Directions -
(a) Answer these questions using the text about Joyce DiDonato:
(i) In which scene did DiDonato stumble and sprain her ankle?
(ii) On what date was the Metropolitan Opera's "Barber" transmitted live in high definition?
(iii) What is the title of DiDonato's debut album with Virgin Classics?
(b) Please print a passage from the text about Joyce DiDonato word for word, beginning at the words "Joyce DiDonato also" and stopping after the words "from the stage.".
(c) From the text about Joyce DiDonato, list every city named as a place where her Rosina has lit up stages.

Reading text -
The Independent’s Edward Seckerson, whose review was one of the first to appear in London ’s papers, reported at a time when the extent of DiDonato’s injury had not yet been determined:

“Joyce DiDonato’s dazzling Rosina was hanging on for dear life at that point having stumbled and sprained her ankle in the second scene. She battled on, of course, singing with delicious innuendo and fabulous aplomb, and the crutch she used came in useful when she trashed the set in the storm scene. But then no one was ever buying that ‘I am a well behaved girl’ line. DiDonato has the attitude; she owns this role.”

DiDonato is the only principal member of the cast who was also in the original production in December 2005 (this is its first revival). "Although her reputation was already spreading fast, she was not the international star then that she now very clearly is", Simon Goldstone noted. Now she’s an international star whose Rosina has lit up stages from Tokyo, Paris and New York to Chicago and most recently Vienna , where she was hailed by a reporter for Opera News:

“She vamped, camped and cavorted her way into the Viennese public's heart. Ravishing in powder blue, she dazzled the hearer with interpolations verging on the impossible (I was reminded of Beverly Sills's sometimes wild improvisations), highlighted by a stunning trill. Basically, she blew everyone else off the stage.”

Joyce DiDonato also lit up movie screens worldwide when she starred in the Metropolitan Opera’s sparkling production of “Barber” transmitted live in high definition on March 24, 2007. The Royal Opera will have its own high-definition transmission of “Barber” next week, and DiDonato plans to be part of it. Originally planned for screening only in London’s Trafalgar Square, the Barber of Seville will be shown on huge screens in a dozen other places around the UK on Wednesday, July 15, broadcast live from the stage.

DiDonato recently began a new exclusive recording relationship with Virgin Classics. Her debut album, an all-Handel collection called Furore, has been a Billboard bestseller since its release in January 2009. Her next album, slotted for release in the fall – when she returns to New York City to star once again in “Barber” at the Metropolitan Opera – is, appropriately, an all-Rossini album.

Data provided -
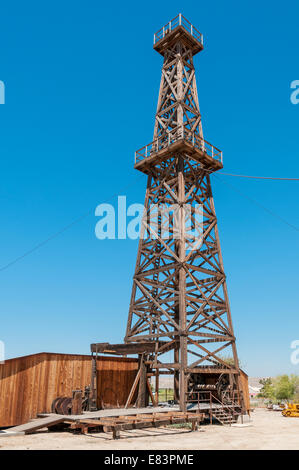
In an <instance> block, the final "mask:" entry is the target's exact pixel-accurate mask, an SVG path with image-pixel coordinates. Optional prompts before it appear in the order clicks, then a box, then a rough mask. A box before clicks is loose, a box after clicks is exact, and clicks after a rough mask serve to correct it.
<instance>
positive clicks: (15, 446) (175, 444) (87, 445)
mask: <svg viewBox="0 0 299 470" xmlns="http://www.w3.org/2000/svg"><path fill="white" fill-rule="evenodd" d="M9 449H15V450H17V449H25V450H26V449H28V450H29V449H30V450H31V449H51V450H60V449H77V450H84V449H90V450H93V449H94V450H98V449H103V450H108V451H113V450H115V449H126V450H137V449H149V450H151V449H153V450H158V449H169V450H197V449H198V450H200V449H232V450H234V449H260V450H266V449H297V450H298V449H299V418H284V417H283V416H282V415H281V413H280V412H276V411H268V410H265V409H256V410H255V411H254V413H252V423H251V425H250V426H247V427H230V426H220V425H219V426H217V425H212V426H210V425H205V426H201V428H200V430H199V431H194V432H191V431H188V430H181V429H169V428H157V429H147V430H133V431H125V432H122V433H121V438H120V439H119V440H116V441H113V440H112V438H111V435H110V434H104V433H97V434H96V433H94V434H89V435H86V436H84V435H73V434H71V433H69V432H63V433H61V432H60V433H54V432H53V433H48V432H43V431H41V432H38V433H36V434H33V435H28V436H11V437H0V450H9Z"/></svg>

* * *

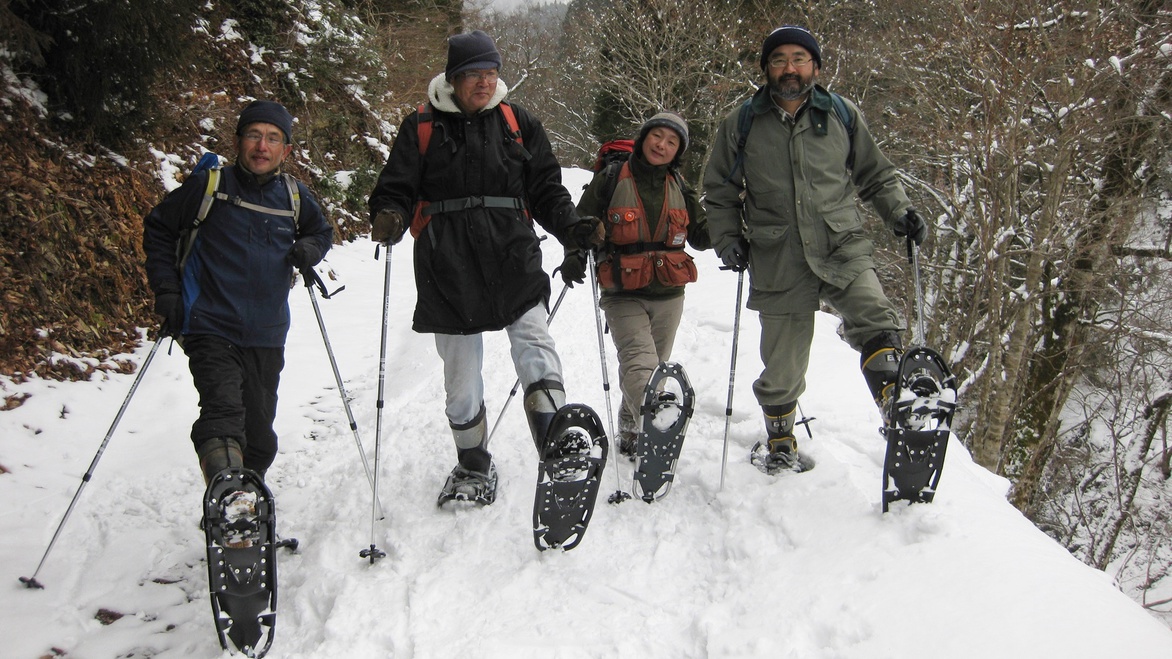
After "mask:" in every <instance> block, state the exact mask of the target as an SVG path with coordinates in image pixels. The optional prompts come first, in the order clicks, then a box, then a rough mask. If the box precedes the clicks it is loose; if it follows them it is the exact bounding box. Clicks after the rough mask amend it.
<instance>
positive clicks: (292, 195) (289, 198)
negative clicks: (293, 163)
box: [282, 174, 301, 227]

Outputs in order -
(a)
(i) The second scene.
(ii) March 24, 2007.
(iii) Furore.

(b)
Joyce DiDonato also lit up movie screens worldwide when she starred in the Metropolitan Opera’s sparkling production of “Barber” transmitted live in high definition on March 24, 2007. The Royal Opera will have its own high-definition transmission of “Barber” next week, and DiDonato plans to be part of it. Originally planned for screening only in London’s Trafalgar Square, the Barber of Seville will be shown on huge screens in a dozen other places around the UK on Wednesday, July 15, broadcast live from the stage.

(c) Tokyo, Paris, New York, Chicago, Vienna